-- PROBLEM --
Collect every line of the records below that contains the word "transmission".

-- SUPPLIED MATERIAL --
/---

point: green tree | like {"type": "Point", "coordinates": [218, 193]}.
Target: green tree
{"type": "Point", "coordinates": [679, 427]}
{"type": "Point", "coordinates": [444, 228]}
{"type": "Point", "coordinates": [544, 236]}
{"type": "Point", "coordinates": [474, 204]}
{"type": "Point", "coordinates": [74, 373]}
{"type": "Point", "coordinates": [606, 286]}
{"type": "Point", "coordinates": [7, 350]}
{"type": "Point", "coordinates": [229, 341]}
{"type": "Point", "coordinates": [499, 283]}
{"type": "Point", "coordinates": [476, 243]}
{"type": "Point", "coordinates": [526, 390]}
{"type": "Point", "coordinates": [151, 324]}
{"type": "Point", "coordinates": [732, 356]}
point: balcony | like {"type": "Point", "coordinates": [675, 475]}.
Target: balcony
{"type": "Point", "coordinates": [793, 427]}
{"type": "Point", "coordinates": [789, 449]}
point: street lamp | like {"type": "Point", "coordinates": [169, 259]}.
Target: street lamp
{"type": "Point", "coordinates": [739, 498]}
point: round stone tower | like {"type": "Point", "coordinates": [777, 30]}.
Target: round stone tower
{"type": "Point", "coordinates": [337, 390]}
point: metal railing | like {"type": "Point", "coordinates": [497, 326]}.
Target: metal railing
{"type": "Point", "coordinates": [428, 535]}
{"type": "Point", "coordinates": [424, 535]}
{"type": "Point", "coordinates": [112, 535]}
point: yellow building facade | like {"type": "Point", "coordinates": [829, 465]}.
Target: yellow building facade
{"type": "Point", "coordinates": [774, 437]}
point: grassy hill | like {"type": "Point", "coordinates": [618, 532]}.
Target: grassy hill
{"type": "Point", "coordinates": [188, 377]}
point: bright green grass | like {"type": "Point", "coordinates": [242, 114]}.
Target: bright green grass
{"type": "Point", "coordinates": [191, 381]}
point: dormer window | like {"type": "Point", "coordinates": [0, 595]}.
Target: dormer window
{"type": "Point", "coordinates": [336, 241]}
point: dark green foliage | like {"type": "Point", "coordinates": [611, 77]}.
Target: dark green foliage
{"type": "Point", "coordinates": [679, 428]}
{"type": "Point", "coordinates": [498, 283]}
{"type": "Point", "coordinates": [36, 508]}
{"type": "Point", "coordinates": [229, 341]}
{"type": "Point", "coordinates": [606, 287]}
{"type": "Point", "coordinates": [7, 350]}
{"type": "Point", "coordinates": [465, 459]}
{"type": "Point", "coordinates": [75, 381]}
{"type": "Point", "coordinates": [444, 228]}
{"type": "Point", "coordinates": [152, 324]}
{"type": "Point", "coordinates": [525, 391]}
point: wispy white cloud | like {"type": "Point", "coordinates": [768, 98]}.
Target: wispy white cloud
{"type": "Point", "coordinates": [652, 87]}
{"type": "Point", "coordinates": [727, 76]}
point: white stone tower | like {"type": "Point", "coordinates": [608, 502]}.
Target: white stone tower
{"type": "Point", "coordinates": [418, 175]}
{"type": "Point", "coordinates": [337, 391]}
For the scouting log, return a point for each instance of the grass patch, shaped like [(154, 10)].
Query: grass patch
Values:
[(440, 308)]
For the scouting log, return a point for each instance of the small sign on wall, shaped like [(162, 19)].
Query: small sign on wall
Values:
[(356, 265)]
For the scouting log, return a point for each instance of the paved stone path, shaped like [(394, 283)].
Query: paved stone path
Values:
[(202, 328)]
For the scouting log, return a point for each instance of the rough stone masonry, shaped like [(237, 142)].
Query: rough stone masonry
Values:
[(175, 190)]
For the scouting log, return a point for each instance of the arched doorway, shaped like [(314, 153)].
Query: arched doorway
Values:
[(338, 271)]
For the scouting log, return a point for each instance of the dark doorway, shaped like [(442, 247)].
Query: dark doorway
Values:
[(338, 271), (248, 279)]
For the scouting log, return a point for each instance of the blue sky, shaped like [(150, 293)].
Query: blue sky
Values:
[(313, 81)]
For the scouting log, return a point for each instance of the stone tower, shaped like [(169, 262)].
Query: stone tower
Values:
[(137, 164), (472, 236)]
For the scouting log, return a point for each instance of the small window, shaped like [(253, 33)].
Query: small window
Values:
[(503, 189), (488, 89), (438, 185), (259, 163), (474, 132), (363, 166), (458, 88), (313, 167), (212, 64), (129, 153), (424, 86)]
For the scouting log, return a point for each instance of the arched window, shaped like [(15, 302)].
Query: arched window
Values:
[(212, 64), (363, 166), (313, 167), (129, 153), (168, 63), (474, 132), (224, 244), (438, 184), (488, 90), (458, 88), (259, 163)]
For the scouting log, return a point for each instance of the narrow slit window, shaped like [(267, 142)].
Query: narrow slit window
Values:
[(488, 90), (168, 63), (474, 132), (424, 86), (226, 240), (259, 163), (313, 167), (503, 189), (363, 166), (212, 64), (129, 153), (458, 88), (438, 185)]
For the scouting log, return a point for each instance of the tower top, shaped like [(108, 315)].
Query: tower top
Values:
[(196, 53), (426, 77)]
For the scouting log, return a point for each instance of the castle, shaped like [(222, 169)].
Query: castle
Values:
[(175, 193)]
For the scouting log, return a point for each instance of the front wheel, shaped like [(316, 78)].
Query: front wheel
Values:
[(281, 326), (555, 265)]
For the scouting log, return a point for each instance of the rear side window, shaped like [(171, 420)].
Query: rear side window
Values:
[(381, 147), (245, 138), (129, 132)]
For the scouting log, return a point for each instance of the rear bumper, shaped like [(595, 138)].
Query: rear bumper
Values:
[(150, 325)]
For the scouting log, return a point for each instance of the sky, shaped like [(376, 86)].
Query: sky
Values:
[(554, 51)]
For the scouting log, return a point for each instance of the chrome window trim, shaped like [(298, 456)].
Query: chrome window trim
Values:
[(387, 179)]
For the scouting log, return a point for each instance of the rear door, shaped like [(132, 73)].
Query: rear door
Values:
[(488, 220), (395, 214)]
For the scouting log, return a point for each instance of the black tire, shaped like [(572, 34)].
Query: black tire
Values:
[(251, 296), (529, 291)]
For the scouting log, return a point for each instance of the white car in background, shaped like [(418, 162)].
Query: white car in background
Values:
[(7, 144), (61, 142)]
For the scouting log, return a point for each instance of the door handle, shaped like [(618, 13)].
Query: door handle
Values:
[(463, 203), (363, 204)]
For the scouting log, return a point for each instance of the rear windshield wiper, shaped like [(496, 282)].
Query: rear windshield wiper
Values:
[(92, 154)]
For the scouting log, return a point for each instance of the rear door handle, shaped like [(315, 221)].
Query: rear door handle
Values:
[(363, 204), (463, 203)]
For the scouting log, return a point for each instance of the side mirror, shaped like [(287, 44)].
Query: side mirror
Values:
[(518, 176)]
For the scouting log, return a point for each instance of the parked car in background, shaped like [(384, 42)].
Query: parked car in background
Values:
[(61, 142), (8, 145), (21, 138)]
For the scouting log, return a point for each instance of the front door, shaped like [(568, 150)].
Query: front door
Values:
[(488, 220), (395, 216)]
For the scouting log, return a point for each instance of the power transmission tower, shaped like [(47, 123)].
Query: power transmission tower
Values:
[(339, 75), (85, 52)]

\---

-- YOUR RESPONSE --
For the scouting log, return a point for each instance of the power transmission tower, shaped like [(47, 123)].
Query: power transmission tower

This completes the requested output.